Instructions for the task.
Across all the records below, how many lines contain "head"? Respond with only the number.

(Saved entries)

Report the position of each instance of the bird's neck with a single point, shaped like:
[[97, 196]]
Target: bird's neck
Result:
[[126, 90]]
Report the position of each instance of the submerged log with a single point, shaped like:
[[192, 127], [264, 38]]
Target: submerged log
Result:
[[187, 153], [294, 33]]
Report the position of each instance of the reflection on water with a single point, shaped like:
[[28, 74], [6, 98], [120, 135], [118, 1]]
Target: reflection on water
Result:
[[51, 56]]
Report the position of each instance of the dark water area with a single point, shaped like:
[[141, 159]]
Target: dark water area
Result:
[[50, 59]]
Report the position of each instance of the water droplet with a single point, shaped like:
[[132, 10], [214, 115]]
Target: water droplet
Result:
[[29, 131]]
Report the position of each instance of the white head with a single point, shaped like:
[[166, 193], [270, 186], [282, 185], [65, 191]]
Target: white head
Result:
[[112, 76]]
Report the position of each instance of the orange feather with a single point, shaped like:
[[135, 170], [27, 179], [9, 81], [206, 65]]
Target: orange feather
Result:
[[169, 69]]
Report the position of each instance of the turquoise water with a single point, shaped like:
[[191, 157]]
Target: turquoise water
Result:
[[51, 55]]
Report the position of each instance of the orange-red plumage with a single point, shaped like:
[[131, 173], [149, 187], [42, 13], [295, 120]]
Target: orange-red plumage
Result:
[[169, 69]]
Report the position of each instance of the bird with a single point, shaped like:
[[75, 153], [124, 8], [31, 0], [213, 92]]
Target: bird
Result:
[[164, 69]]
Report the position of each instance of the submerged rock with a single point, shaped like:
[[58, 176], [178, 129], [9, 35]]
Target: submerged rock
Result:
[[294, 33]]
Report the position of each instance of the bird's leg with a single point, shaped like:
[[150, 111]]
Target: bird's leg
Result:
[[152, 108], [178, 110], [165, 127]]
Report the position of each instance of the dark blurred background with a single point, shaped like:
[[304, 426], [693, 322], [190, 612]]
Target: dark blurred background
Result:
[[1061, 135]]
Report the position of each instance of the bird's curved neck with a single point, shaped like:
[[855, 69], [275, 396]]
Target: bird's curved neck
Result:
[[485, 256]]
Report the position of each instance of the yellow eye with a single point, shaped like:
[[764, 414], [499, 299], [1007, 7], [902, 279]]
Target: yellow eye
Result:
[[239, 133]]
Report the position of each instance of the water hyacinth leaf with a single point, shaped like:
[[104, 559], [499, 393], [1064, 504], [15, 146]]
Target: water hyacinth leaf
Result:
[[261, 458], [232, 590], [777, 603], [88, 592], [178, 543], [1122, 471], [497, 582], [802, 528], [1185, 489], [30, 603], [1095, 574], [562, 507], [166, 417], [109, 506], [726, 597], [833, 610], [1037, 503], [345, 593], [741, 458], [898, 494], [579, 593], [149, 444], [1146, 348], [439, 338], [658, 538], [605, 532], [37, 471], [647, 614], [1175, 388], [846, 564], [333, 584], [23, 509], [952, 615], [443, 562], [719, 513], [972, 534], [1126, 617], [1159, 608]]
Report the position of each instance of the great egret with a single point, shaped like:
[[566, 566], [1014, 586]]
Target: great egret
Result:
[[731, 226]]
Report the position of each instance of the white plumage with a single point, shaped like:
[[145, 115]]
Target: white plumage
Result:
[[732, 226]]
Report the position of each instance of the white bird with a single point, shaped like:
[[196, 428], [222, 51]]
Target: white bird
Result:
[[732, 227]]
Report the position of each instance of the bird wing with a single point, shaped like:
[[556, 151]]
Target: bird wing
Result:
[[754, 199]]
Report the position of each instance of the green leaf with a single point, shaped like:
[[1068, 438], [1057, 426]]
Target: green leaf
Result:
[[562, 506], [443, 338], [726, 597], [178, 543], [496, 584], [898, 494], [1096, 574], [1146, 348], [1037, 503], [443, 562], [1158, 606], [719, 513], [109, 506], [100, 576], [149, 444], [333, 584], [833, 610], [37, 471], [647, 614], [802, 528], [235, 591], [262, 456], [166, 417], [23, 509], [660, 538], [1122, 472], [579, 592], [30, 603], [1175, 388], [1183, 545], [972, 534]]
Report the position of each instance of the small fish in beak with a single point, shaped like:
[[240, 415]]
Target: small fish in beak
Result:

Solution.
2